Top of WORKING DATA

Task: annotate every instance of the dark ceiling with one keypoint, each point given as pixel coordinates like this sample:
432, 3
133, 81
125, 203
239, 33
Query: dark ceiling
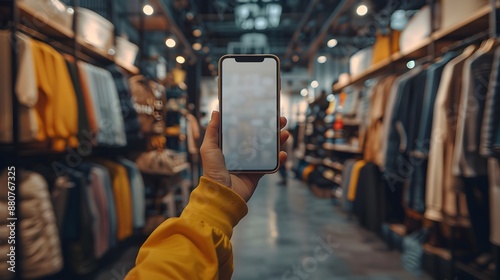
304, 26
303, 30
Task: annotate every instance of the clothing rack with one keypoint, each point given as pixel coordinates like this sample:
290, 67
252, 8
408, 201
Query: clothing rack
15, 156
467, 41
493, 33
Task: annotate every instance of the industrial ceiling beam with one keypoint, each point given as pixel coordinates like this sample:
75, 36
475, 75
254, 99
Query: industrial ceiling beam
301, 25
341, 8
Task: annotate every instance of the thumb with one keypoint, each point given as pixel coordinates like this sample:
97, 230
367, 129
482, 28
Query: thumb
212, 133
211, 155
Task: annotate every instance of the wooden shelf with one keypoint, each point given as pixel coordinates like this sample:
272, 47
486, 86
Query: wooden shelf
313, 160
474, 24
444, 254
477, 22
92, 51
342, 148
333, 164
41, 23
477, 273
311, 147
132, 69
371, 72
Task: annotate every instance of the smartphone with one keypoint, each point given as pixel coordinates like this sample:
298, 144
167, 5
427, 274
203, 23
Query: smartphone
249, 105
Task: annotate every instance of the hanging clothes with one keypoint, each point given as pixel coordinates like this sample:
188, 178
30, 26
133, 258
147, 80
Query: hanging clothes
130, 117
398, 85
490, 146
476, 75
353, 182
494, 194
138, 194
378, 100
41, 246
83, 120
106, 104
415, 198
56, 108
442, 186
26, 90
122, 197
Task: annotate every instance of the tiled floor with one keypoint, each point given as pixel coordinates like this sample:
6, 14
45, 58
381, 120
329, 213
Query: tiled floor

Bottom of WORKING DATA

If a line in the data above includes the string "tiled", copy it.

Task: annotate every instance of the tiled floor with one keypoint, each point given as pixel coordinates like this sample:
Query: tiled floor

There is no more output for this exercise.